===== SOURCE DOCUMENT =====
Everyone affected by BPA's gargantuan influence in the Western power markets sees what only a few trade publications have reported: that FERC's Order is about fish AND the unjustifiable taking of customers' transmission rights so as to deliver its hydropower to market. In exercising Section 211A two months ago, the Commission has taken action that NIPPC had long urged it to do: require BPA, a Federal agency, to follow Federal law.
Follow the Golden Rule?
The Berenstain Bears have it right of course, but some beg to differ. BPA is ignoring - some might say defying - FERC's December 7th Order.
BPA and its public power constituency countered the complaint that generators, led by Ibedrola, filed at FERC while also filing at the Ninth Circuit. Meanwhile, at the prompting of Members of Congress, BPA convened settlement discussions with several of the generators' senior managers and trusted public power executives. After months of secret meetings, BPA released a "proposed resolution" to ER on February 7th, intimating that a settlement had been reached. But there was no settlement, and within days, the complainants wrote DOE Secretary Chu strongly supporting FERC's Order.
NIPPC opposes the Over-Generation Management Protocol (OMP) that BPA rolled out on February 7th, along with many other transmission customers. BPA's proposal, seen through the razzle-dazzle, merely adds staged curtailments and modest compensation to last year's ER. And OMP can't be fully implemented until it survives BPA's next rate case.
BPA won't deliver an alternative to ER that FERC requires. Instead, BPA has a gift for FERC in place of complying with the Section 211A standard. BPA plans to submit a "reciprocity" tariff - with deviations - after declining to do so for three years. Too little, too late.
Peaceful Kingdom
Rally everyone around an illusory settlement? Convince FERC to accept a BPA-version of "reciprocity" instead of adopting the Golden Rule? Call in Members of Congress to pressure DOE?
=====
__REQUESTS__:
1. Answer these questions about the passage on BPA and FERC's order:
(a) On what date did BPA release its "proposed resolution" to ER?
(b) In exercising Section 211A, what did the Commission require BPA to do?
(c) For how many years had BPA declined to submit a "reciprocity" tariff?
2. Retype the part of the passage on BPA and FERC's order starting at "NIPPC opposes the" and ending at "little, too late.".
Answer from the passage on BPA and FERC's order alone.
===== GIVEN MATERIAL =====
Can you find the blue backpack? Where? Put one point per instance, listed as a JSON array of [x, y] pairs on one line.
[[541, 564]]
=====
__ANSWERS TO THE PROBLEMS__:
1.
(a) February 7th
(b) Follow Federal law
(c) Three years

2.
NIPPC opposes the Over-Generation Management Protocol (OMP) that BPA rolled out on February 7th, along with many other transmission customers. BPA's proposal, seen through the razzle-dazzle, merely adds staged curtailments and modest compensation to last year's ER. And OMP can't be fully implemented until it survives BPA's next rate case.
BPA won't deliver an alternative to ER that FERC requires. Instead, BPA has a gift for FERC in place of complying with the Section 211A standard. BPA plans to submit a "reciprocity" tariff - with deviations - after declining to do so for three years. Too little, too late.